**TASK DESCRIPTION:** Write a three-sentence summary of the essay excerpt on black masculinity.

**EXCERPT PROVIDED:**
══════

That conventional masculinity often manifests as the 'good black man'. Just say that line, "good black man" or "real black man" to brothers and groans, sighs, and arguments might ensue. Let black men hear that phrase from the mouths of black women and they hear a judgment, an unattainable prize, a statement of inadequacy and being held to some standard that leaves no room for the imperfect beauty of humanity to seep through. It is a standard that eludes them, causes fights, accusatory and blame-filled exchanges. It seems to make everybody mad.

In an on air interview for my radio show Wake Up Call on WBAI99.5FM, activist and writer Darnell Moore said this when talking about his own journey through childhood trauma into becoming a gay black man and loving who he saw in the mirror:

When I looked in the mirror, I saw failure, I saw someone who not only failed God, but also failed to meet this ideal of what one might call the real black man. I did not play basketball. I wasn't tough. I did not fit that characteristic. Who's affirming a black boy for deciding not to fight, who runs in the opposite direction as opposed to putting up their hands? Failing to live up to society's expectations of what a real black man is supposed to be was a wonderful thing , because had I listened, had I continued to think that I'm not supposed to cry, I am supposed to be physically strong and therefore exert my power over women, I am supposed to think that cool equals anti-intellectualism and anti-education (all of these things that pushed me away from the type of adult and human being who needs to live a life socially responsible), I would not have been able to be cultivated into that. It's funny to say, but I failed at being straight. I'm happy about it. It enabled me to be the human being in my fullness that I am today. So in many ways I lift that up. I think that the failure that I saw was such a good thing, that's my reframe. Because I failed at being who everyone else wanted me to be, so that I could be who I was designed and created to be...and that's success.

What Frank did was some grown men ish when it comes to feelings and love. Not that world of conventional masculinity where the accepted channel for all feelings is sex and anger, but a way more sexy world where masculinity is re-imagined and swagged-out. So, your swagger includes your sexuality, your panorama of feeling, your declaration of hurt. Your swagger need not be castrated due to expressions of emotionality. Now, for sure, hip hop's hyper masculine world is not fairy god daddy transformed with the publication of one letter. I'm not talking about that.

Frank Ocean's act equals emotional justice; emotional revolution. One step at a time. One conversation at a time. One revelation at a time.

══════

Saved entries:
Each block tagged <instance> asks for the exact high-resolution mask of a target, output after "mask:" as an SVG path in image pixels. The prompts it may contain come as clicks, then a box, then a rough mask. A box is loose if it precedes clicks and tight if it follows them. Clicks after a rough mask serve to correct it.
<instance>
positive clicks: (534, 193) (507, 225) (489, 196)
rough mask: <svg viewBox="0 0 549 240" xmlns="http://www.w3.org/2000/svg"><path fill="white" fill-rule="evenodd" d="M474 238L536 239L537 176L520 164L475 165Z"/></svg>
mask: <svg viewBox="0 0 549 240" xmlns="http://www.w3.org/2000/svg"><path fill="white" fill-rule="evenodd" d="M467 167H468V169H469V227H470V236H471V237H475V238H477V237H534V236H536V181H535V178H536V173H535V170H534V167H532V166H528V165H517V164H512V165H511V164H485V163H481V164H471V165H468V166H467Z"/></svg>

══════

**ANSWER TO THIS PROBLEM:** The phrase "good black man" or "real black man" is heard by black men as a judgment and an unattainable standard that causes fights and blame-filled exchanges. In a radio interview, activist and writer Darnell Moore said that failing to meet the ideal of the real black man was a good thing because it let him become who he was created to be. The writer calls Frank Ocean's act emotional justice, pointing to a re-imagined masculinity in which swagger includes sexuality, a range of feeling and declarations of hurt.